• DOCUMENT:
Vanwege het belang van bodemvruchtbaarheid hebben onder meer akkerbouw en fruitteelt behoefte aan vaste, droge stalmest met een hoog organische stof gehalte. De leden van de SGP-fractie willen voorkomen dat veehouders, als bijvoorbeeld geitenhouders, door de verwerkingsplicht gedwongen worden deze waardevolle stalmest te laten verwerken. Ziet de regering de waarde van deze stalmest? Is zij bereid deze mestsoort uit te zonderen van de verwerkingsplicht?

De regering heeft ervoor gekozen om, in weerwil van de motie Gesthuizen c.s. (Kamerstuk 33 037, nr. 7), in het wetsvoorstel geen vrijstelling van de verwerkingsplicht op te nemen voor veehouders die de mest regionaal af kunnen zetten. De leden van de SGP-fractie zijn van mening dat regionale kringlopen gestimuleerd moeten worden. Deze leden vinden dat veehouders die hun afzet goed geregeld hebben door rechtstreekse levering van mest (zonder tussenopslag) op contract aan bijvoorbeeld akkerbouwers in de omgeving niet belast moeten worden met verplichte verwerking of het regelen en financieren van een over te dragen verwerkingsplicht. Is de regering bereid in ieder geval de mest die afgezet wordt via zogenaamde boer-boer transporten vrij te stellen van de verwerkingsplicht? Is de regering ook bereid een vrijstelling in te voeren voor mest die veehouders rechtstreeks, dus zonder tussenopslag, op contract leveren aan akkerbouwers en andere grondgebruikers binnen een straal van bijvoorbeeld 15 kilometer?

• LIJSTFRAGMENTEN:
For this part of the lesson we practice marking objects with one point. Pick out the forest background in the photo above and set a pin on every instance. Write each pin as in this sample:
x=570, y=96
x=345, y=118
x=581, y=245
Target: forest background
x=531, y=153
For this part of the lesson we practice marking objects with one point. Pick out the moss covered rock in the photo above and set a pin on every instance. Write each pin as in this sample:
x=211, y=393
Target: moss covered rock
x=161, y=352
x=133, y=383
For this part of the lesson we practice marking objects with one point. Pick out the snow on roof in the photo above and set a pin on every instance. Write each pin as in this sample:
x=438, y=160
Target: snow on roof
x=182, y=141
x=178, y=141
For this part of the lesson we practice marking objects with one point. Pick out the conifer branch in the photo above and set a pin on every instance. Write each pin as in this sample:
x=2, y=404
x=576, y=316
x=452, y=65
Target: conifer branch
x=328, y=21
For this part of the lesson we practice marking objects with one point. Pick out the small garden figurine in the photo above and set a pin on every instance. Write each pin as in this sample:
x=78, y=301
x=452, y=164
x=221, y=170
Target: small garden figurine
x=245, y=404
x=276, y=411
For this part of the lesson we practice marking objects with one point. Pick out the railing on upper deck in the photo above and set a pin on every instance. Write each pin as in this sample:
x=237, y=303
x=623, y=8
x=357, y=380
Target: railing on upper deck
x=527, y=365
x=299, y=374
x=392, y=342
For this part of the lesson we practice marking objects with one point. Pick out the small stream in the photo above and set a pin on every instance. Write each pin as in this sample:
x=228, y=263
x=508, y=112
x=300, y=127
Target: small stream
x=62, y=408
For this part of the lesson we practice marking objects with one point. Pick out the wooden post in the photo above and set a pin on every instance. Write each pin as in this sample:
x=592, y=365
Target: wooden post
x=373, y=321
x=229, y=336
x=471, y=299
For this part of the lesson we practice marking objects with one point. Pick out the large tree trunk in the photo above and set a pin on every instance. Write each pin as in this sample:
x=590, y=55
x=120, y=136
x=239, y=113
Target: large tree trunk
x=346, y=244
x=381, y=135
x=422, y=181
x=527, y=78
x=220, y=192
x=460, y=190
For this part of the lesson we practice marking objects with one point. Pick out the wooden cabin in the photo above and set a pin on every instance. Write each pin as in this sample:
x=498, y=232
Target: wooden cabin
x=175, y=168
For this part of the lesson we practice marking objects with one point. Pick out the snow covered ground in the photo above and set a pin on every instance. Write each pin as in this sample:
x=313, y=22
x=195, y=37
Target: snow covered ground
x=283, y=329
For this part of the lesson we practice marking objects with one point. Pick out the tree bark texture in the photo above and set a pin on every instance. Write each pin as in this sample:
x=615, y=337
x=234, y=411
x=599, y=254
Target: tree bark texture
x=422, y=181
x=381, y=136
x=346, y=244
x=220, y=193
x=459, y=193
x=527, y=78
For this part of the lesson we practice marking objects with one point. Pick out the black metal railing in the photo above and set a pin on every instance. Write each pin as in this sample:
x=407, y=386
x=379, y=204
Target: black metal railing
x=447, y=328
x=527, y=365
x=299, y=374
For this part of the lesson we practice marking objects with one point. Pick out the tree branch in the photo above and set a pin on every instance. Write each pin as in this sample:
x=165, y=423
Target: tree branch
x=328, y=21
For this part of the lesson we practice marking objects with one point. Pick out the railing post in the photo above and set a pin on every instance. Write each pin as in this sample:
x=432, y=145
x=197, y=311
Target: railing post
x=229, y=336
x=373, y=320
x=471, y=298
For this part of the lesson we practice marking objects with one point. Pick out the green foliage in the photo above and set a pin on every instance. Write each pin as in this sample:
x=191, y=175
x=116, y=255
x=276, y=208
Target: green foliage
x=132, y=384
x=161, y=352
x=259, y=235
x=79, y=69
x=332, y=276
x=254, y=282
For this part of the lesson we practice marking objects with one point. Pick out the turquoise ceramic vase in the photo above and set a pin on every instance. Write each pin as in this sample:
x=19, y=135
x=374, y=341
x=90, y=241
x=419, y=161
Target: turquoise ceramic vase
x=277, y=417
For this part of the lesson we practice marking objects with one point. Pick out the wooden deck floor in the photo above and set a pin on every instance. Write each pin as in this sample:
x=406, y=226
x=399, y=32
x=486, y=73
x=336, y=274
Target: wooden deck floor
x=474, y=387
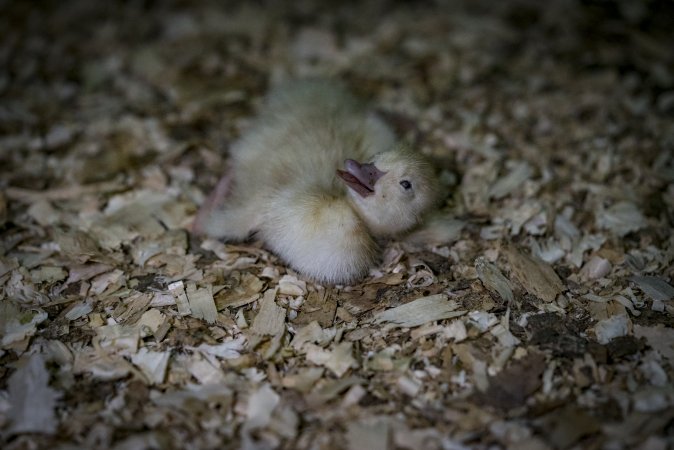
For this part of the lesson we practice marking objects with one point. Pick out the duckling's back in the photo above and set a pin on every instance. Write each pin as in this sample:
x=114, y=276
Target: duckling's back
x=284, y=187
x=305, y=131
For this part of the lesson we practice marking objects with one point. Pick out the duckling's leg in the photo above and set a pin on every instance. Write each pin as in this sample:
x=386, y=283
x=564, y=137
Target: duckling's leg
x=212, y=203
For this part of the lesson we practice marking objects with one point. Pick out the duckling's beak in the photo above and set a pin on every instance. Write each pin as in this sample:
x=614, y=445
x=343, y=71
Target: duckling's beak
x=360, y=177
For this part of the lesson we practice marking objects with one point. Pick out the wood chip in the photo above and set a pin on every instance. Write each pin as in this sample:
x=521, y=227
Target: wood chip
x=536, y=276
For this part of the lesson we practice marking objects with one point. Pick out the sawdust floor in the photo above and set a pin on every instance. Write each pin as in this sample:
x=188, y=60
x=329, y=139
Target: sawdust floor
x=544, y=319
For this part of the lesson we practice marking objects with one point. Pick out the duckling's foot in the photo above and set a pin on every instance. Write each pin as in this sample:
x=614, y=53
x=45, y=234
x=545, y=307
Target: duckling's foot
x=214, y=201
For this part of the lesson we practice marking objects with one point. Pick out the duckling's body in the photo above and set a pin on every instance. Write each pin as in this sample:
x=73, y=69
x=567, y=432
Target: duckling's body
x=285, y=184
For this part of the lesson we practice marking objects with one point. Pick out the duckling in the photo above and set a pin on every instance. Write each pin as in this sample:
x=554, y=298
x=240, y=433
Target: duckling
x=320, y=180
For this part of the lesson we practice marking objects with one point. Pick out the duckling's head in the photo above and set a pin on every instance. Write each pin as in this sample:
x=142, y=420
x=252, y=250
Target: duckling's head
x=392, y=192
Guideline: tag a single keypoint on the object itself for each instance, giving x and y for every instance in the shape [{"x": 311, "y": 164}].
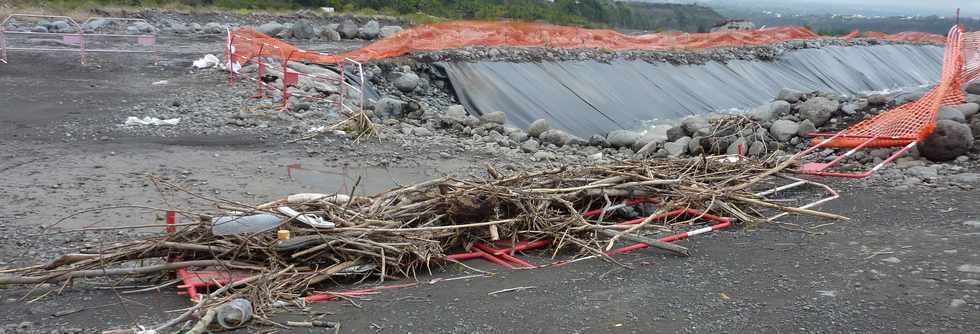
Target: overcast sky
[{"x": 906, "y": 7}]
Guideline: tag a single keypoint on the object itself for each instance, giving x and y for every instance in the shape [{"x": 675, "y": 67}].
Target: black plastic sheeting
[{"x": 586, "y": 98}]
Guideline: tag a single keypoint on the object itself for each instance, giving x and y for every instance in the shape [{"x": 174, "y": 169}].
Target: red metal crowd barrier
[{"x": 77, "y": 40}]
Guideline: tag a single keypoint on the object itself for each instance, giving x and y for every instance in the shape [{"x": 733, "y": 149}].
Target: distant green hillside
[
  {"x": 589, "y": 13},
  {"x": 664, "y": 16}
]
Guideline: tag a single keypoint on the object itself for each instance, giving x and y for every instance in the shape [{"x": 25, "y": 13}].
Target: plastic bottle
[{"x": 235, "y": 313}]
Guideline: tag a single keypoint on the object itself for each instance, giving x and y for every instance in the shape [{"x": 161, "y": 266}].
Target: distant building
[{"x": 734, "y": 25}]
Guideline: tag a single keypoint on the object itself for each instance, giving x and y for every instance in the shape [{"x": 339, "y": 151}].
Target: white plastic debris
[
  {"x": 308, "y": 219},
  {"x": 131, "y": 120},
  {"x": 208, "y": 61}
]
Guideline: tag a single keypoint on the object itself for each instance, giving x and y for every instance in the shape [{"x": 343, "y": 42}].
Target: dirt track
[{"x": 755, "y": 279}]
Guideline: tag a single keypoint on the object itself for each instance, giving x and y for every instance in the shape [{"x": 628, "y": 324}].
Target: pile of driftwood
[{"x": 396, "y": 233}]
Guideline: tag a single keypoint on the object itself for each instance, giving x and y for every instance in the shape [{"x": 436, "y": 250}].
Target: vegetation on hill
[{"x": 588, "y": 13}]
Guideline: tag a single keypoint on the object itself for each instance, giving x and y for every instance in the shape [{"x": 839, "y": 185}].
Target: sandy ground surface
[{"x": 902, "y": 265}]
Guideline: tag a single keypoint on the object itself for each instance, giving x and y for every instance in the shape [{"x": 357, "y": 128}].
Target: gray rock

• KORTE OPGAVE 1:
Zet de alinea die begint met "De regering heeft ervoor gekozen" uit het document om in een beknopte opsomming en behoud daarbij de belangrijkste feiten.
• KORTE OPGAVE 2:
Beantwoord de volgende vragen met behulp van het document:
(a) Welk soort stalmest wil de SGP-fractie laten uitzonderen van de verwerkingsplicht?
(b) Welke veehouders worden als voorbeeld genoemd?
(c) Welke straal wordt als voorbeeld gegeven voor rechtstreekse levering op contract?

• ANTWOORD 1:
- Ondanks de motie Gesthuizen c.s. (Kamerstuk 33 037, nr. 7) neemt de regering geen vrijstelling van de verwerkingsplicht op voor veehouders die hun mest regionaal kunnen afzetten.
- De SGP-fractie vindt dat regionale kringlopen gestimuleerd moeten worden.
- Volgens deze leden moeten veehouders die hun mest rechtstreeks en zonder tussenopslag op contract leveren aan bijvoorbeeld akkerbouwers in de omgeving, niet belast worden met verplichte verwerking of met het regelen en financieren van een over te dragen verwerkingsplicht.
- De fractie vraagt of de regering mest die via boer-boertransporten wordt afgezet, wil vrijstellen.
- De fractie vraagt ook of de regering mest wil vrijstellen die rechtstreeks op contract wordt geleverd aan akkerbouwers en andere grondgebruikers binnen een straal van bijvoorbeeld 15 kilometer.

• ANTWOORD 2:
(a) Vaste, droge stalmest met een hoog organischestofgehalte.
(b) Geitenhouders.
(c) Een straal van 15 kilometer.